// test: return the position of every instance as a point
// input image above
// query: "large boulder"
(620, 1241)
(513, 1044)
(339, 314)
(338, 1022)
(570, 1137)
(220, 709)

━━━━━━━━━━━━━━━━━━━━

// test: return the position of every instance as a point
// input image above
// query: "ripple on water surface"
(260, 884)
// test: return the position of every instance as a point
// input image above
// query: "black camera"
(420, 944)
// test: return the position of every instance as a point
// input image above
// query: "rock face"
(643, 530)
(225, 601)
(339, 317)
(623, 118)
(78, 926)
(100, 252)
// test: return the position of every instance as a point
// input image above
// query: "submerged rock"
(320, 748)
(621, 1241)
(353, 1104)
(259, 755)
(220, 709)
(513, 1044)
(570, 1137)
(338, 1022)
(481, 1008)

━━━━━━━━━━━━━━━━━━━━

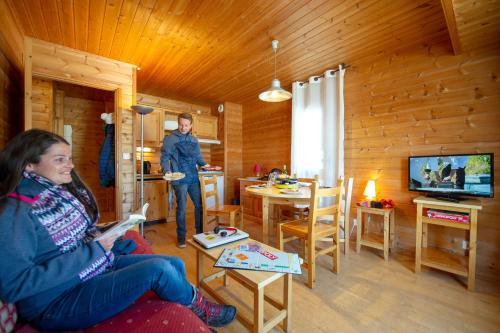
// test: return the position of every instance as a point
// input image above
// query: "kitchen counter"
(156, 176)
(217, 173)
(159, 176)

━━━━━━━━━━━━━━━━━━━━

### DESCRIPTION OF THE TASK
Count the lines in the records above that contain the string "query", treating uppercase and lowercase letters as different. Reply with the number only.

### RESPONSE TO THE EXERCISE
6